To do
Each line from the one that has "The component shall return one point per instance of the wooden" through the end of the entries below must be written out exactly; leave out all other lines.

Supplied entries
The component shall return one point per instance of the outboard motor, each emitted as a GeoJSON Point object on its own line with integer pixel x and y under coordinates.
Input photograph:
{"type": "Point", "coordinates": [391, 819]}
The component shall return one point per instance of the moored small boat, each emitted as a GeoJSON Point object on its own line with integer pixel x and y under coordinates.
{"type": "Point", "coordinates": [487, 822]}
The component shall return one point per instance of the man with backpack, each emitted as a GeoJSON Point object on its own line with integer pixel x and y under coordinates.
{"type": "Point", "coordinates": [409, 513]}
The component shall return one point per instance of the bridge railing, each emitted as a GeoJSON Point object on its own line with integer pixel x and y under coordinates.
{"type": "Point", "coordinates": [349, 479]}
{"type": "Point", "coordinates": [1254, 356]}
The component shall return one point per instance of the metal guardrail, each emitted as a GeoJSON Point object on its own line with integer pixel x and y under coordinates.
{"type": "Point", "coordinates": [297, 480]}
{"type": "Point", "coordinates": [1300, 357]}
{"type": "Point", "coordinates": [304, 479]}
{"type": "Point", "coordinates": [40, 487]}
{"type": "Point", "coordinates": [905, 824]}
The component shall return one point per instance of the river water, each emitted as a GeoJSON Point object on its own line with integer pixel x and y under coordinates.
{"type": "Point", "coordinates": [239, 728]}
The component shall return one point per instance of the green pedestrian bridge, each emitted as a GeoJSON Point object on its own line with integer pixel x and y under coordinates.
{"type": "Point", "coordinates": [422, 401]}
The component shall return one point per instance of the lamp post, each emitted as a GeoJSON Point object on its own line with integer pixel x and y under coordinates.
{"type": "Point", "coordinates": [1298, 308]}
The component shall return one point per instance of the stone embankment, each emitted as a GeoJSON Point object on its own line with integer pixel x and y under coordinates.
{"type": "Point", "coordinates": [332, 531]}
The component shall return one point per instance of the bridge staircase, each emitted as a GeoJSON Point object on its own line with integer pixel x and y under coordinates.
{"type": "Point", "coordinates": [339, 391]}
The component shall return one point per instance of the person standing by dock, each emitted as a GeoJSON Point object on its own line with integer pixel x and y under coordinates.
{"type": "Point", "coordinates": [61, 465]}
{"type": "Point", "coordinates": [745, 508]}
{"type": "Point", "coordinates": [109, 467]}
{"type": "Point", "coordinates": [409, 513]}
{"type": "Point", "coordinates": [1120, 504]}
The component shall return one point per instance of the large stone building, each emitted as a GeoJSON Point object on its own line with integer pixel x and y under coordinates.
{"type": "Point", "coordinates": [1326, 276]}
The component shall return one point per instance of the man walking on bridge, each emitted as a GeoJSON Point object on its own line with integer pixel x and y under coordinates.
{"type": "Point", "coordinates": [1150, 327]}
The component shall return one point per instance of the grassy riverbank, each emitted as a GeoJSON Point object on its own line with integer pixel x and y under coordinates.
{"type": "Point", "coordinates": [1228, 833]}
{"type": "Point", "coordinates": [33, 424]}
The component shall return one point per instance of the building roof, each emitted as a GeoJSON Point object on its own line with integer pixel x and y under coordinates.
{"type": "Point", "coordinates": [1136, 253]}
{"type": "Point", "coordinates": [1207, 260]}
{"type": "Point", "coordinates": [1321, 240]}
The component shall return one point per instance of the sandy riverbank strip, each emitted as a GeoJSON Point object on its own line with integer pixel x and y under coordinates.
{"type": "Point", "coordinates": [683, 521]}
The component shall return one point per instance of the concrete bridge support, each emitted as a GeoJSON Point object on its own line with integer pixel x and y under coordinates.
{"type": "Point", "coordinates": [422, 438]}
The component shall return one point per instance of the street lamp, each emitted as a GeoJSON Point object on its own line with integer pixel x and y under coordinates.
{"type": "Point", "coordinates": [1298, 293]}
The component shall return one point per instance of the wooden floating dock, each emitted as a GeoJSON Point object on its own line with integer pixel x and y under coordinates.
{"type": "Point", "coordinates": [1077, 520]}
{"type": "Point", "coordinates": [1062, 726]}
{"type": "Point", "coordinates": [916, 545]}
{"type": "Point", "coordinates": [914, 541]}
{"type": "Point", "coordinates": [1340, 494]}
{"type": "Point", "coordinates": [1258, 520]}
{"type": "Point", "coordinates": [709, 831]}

Solution for this exercise
The component shall return one point per instance of the wooden floating dock, each emitted as a GeoJSON Point object on its own line with integer pixel x and y under coordinates.
{"type": "Point", "coordinates": [1077, 520]}
{"type": "Point", "coordinates": [1062, 726]}
{"type": "Point", "coordinates": [916, 545]}
{"type": "Point", "coordinates": [914, 541]}
{"type": "Point", "coordinates": [1340, 494]}
{"type": "Point", "coordinates": [1258, 520]}
{"type": "Point", "coordinates": [709, 831]}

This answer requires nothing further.